• ТЕКСТ ДЛЯ ЧТЕНИЯ
--

Нематериальность содержания понятия «духовность» вполне однозначно дает ответ на вопрос, что является своего рода ядром религиозного сознания человека, – вера. Таким образом, вопрос происхождения религиозного сознания – это вопрос причины зарождения веры в Бога.

Мы можем выделить три основных подхода к вопросу веры как имманентно присущему религии параметру: теологический, философский и научный. Различие подходов заключается в истолковании источника веры, то есть природы религиозного сознания.

Теология/богословие (и религиозная философия) однозначно определяет его как сверхъестественный. Сама религиозная вера подразумевает признание без каких-либо доказательств существование трансцендентного, божественного, находящегося за пределами человеческого понимания. Теологический подход основан на рассмотрении вопроса изнутри, что существенно его ограничивает и субъективизирует. Тем не менее ценность его не подлежит сомнению, так как именно он в полной мере позволяет взглянуть на вопрос веры сквозь призму самого религиозного сознания. Безусловно, понимание природы религиозного сознания самим религиозным сознанием было самым ранним, первым этапом в попытке его объяснения.

--

• ЗАДАНИЕ
Продолжите приведенный выше текст о природе религиозного сознания, начав сразу после его последнего предложения.

--

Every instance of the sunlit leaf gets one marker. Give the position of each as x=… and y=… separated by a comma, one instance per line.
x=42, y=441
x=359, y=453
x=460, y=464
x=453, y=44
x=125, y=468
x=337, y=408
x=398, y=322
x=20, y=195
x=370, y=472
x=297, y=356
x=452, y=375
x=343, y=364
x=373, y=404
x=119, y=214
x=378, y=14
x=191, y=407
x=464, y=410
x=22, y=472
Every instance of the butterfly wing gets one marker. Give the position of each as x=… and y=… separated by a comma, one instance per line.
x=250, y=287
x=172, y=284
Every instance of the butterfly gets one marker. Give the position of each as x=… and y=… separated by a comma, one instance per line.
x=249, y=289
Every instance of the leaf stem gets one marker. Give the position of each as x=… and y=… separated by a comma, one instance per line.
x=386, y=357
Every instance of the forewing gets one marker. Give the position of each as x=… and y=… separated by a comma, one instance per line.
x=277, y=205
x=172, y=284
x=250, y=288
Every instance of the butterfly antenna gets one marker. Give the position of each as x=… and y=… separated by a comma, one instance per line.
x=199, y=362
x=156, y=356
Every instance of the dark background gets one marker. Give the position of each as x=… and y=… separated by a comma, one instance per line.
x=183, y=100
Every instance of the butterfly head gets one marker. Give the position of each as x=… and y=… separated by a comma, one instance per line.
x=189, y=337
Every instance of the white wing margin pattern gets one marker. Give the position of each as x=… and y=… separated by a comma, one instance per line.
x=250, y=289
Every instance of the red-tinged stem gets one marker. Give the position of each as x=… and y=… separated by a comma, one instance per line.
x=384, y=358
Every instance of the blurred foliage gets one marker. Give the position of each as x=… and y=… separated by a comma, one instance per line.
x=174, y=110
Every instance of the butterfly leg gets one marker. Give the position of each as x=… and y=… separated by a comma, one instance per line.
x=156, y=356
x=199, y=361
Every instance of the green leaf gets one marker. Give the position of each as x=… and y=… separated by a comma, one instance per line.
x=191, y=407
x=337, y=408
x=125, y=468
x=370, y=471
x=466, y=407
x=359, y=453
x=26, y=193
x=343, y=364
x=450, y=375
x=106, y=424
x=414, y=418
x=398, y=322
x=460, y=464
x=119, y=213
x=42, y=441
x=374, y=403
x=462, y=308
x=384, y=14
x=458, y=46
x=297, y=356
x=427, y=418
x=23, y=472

--

• ПРАВИЛЬНЫЙ ОТВЕТ
Начиная с шумерских мифов «Энлиль и сотворение мотыги», «Лето и Зима» и других, аккадского «Энума Элиш» человечество приступило к осмыслению вопросов бытия, своей сущности. Как отмечает С. Н. Крамер, «с точки зрения их интеллектуального содержания шумеро-аккадские мифы обнаруживают довольно зрелый и изощренный взгляд на богов и их божественные деяния, за этими мифами можно опознать серьезные теологические и космогонические размышления»[8].

В этот период существовал единственный подход (естественно-описательный, но не аналитический) к вопросу наличия в человеке веры – она естественна, так как человек сотворен богами. Религиозное сознание объясняло само себя.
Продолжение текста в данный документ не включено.